··· TEXTO FORNECIDO ···

Parte de O Banquete, de Platão.
Ao ser indagado por Sócrates sobre os pais de Eros, o Amor, disse Diotima, uma sábia mulher de Mantinéia:
Diotima
– Tudo o que é gênio está entre um deus e um mortal. (...) E esses
gênios, é certo, são muitos e diversos, e um deles é justamente o Amor.
Sócrates – E quem é seu pai – perguntei-lhe – e sua mãe?
Diotima
– É um tanto longo de explicar, disse ela; todavia, eu te direi. Quando
nasceu Afrodite, banqueteavam-se os deuses, e entre os demais se
encontrava também o filho de Prudência, Recurso. Depois que acabaram de
jantar, veio para esmolar do festim a Pobreza, e ficou pela porta.
Ora,
Recurso, embriagado com o néctar – pois vinho ainda não havia – penetrou
o jardim de Zeus e, pesado, adormeceu. Pobreza então, tramando em sua
falta de recurso engendrar um filho de Recurso, deita-se ao seu lado e
pronto concebe o Amor.
Eis por que ficou companheiro e servo de Afrodite
o Amor, gerado em seu natalício, ao mesmo tempo em que por natureza
amante do belo, porque também Afrodite é bela. E por ser filho o Amor de
Recurso e de Pobreza foi esta a condição em que ele ficou.
Primeiramente ele é sempre pobre, e longe está de ser delicado e belo,
como a maioria imagina, mas é duro, seco, descalço e sem lar, sempre por
terra e sem forro, deitando-se ao desabrigo, às portas e nos caminhos,
porque tem a natureza da mãe, sempre convivendo com a precisão. Segundo o
pai, porém, ele é insidioso com o que é belo e bom, e corajoso,
decidido e enérgico, caçador terrível, sempre a tecer maquinações, ávido
de sabedoria e cheio de recursos, a filosofar por toda a vida, terrível
mago, feiticeiro, sofista: e nem imortal é a sua natureza nem mortal, e
no mesmo dia ora ele germina e vive, quando enriquece; ora morre e de
novo ressuscita, graças à natureza do pai; e o que consegue sempre lhe
escapa, de modo que nem empobrece o Amor nem enriquece, assim como
também está no meio da sabedoria e da ignorância.

···

» O QUE FAZER
Copie, por favor, do trecho de O Banquete tudo o que vai desde "Ao ser indagado" até "ficou pela porta.". As entradas não têm nenhuma relação com o trecho de O Banquete.

··· ENTRADAS FORNECIDAS ···

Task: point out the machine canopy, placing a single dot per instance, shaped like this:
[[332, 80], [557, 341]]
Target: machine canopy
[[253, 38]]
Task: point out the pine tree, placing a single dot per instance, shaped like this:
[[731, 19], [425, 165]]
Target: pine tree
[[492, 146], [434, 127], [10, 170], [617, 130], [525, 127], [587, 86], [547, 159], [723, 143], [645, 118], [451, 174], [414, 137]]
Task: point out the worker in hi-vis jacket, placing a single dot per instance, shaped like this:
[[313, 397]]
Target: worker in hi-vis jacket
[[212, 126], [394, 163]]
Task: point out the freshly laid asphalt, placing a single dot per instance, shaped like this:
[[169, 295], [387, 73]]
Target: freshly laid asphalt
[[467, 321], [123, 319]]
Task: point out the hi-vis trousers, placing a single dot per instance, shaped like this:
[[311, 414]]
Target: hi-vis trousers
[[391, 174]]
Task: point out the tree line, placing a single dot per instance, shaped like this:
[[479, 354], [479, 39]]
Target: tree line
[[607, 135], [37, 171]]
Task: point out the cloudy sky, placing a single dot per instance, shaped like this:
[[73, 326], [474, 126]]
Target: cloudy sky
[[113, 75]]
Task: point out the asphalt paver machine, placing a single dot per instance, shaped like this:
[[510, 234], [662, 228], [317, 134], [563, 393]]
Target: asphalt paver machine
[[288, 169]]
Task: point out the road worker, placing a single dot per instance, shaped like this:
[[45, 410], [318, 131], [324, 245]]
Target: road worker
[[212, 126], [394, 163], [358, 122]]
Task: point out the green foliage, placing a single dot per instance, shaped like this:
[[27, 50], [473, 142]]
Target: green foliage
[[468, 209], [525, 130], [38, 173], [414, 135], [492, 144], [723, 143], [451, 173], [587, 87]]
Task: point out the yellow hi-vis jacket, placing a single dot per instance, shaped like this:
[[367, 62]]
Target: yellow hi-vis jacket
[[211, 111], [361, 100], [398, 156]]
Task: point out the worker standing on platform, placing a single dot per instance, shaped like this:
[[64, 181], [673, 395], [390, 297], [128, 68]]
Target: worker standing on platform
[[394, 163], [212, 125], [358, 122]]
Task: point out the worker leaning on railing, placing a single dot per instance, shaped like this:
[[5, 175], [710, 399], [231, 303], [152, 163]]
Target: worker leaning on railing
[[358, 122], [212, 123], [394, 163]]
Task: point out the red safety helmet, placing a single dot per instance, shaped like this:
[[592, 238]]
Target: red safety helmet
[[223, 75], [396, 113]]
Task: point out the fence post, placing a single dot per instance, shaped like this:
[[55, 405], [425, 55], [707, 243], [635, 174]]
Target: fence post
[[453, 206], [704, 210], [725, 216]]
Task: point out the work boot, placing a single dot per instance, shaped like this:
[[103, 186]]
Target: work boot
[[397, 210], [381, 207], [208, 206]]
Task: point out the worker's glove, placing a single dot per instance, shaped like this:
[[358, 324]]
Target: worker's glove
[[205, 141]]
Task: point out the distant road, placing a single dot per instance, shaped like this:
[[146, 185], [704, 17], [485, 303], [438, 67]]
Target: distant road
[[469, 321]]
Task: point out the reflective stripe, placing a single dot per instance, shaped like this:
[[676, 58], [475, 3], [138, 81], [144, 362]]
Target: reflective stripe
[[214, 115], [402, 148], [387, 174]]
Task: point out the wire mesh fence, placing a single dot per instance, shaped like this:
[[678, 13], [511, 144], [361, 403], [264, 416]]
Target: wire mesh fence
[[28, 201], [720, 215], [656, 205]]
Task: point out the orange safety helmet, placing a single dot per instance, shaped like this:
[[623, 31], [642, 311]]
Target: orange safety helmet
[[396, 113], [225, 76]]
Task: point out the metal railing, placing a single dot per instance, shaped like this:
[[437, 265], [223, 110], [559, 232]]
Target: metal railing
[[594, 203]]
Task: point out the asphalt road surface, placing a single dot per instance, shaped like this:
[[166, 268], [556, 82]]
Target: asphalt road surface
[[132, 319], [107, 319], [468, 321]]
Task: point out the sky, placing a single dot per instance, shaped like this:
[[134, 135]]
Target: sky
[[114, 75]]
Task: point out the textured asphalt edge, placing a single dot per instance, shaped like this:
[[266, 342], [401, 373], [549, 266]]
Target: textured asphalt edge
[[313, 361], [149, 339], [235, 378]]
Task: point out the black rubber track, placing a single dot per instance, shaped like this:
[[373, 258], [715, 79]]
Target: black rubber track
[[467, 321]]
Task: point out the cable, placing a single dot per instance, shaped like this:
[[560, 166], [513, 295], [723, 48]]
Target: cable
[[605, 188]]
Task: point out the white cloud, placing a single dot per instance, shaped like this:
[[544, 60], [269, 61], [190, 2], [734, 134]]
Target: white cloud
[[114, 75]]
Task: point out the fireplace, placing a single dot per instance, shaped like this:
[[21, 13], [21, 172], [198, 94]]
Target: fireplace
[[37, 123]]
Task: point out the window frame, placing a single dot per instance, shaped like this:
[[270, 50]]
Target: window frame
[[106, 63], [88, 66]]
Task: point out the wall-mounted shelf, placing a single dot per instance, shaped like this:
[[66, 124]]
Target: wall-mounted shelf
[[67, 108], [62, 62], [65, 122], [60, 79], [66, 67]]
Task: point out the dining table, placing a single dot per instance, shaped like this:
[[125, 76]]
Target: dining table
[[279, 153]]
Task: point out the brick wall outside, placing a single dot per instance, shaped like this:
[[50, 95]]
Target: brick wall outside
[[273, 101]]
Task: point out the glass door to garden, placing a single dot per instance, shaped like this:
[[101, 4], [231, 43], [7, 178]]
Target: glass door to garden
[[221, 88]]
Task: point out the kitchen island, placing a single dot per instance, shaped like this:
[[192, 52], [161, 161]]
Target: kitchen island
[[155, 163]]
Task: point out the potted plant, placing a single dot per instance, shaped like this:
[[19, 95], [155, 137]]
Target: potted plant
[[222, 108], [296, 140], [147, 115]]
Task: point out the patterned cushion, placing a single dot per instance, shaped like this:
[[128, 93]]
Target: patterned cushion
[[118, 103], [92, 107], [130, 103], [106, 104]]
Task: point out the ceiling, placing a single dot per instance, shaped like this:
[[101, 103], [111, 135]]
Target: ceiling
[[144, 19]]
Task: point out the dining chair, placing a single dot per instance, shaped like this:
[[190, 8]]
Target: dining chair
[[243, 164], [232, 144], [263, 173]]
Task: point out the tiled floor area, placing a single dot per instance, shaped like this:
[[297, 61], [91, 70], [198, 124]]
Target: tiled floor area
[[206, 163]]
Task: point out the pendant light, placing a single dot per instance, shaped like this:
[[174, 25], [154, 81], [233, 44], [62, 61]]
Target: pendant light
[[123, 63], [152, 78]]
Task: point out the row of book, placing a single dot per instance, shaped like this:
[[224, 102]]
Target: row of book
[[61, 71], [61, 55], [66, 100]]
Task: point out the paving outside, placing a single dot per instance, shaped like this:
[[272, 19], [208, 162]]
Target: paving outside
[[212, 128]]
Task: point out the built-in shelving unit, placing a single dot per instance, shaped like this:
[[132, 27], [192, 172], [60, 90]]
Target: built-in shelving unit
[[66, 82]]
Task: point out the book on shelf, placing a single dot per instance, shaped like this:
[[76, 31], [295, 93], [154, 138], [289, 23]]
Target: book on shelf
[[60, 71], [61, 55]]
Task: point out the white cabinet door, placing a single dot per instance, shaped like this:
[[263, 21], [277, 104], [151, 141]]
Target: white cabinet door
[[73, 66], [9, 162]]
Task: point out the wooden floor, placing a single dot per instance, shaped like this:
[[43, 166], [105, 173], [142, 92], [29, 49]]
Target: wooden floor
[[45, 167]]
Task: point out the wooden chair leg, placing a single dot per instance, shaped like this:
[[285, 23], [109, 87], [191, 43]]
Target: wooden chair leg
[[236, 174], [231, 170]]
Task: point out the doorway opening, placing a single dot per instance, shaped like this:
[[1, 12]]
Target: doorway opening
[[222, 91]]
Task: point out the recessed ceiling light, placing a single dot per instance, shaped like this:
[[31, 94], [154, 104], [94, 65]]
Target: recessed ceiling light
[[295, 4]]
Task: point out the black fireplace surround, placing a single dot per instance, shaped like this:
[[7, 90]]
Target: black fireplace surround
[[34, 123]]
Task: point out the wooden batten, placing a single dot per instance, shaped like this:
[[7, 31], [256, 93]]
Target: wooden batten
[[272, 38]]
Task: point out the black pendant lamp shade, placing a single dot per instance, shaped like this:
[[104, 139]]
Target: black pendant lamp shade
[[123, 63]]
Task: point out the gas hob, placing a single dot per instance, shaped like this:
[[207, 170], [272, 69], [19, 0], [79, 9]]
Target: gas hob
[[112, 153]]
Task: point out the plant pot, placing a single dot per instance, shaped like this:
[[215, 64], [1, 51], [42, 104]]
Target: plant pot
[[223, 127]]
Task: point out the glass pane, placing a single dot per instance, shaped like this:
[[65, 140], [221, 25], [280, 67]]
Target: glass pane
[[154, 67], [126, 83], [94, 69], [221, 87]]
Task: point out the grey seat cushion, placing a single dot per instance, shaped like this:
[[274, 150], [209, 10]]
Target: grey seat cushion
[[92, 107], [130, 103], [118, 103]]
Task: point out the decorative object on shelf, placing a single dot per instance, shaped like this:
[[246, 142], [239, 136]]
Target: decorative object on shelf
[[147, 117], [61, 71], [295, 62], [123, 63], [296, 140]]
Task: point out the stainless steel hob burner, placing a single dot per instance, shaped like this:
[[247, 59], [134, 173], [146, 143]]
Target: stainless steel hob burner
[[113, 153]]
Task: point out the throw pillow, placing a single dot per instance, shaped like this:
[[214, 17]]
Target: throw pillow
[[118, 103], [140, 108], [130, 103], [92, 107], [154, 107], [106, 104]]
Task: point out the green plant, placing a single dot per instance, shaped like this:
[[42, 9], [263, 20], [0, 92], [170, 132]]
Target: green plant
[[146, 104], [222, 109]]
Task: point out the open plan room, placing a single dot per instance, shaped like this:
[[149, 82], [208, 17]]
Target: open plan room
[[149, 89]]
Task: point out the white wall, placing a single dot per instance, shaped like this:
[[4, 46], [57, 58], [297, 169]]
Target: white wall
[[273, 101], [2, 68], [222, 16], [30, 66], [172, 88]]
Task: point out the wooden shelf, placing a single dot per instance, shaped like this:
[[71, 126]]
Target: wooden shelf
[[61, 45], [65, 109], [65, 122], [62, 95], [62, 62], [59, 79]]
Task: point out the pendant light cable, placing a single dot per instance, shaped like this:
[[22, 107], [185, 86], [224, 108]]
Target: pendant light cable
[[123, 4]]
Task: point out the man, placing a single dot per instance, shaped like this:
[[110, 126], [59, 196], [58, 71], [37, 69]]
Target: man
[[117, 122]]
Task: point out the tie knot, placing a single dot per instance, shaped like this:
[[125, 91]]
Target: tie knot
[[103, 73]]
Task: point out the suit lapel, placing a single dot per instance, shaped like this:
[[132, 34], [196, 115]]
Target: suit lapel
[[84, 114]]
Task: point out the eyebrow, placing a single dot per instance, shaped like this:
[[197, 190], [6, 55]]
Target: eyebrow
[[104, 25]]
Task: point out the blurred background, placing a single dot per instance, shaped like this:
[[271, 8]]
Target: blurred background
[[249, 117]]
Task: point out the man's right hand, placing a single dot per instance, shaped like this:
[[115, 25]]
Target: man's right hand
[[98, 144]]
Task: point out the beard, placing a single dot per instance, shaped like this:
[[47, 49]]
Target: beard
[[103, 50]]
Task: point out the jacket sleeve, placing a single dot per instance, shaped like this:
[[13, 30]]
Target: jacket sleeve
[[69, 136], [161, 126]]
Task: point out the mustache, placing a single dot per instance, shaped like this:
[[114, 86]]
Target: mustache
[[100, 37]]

···

» RESPOSTA À TAREFA
Ao ser indagado por Sócrates sobre os pais de Eros, o Amor, disse Diotima, uma sábia mulher de Mantinéia:
Diotima
– Tudo o que é gênio está entre um deus e um mortal. (...) E esses
gênios, é certo, são muitos e diversos, e um deles é justamente o Amor.
Sócrates – E quem é seu pai – perguntei-lhe – e sua mãe?
Diotima
– É um tanto longo de explicar, disse ela; todavia, eu te direi. Quando
nasceu Afrodite, banqueteavam-se os deuses, e entre os demais se
encontrava também o filho de Prudência, Recurso. Depois que acabaram de
jantar, veio para esmolar do festim a Pobreza, e ficou pela porta.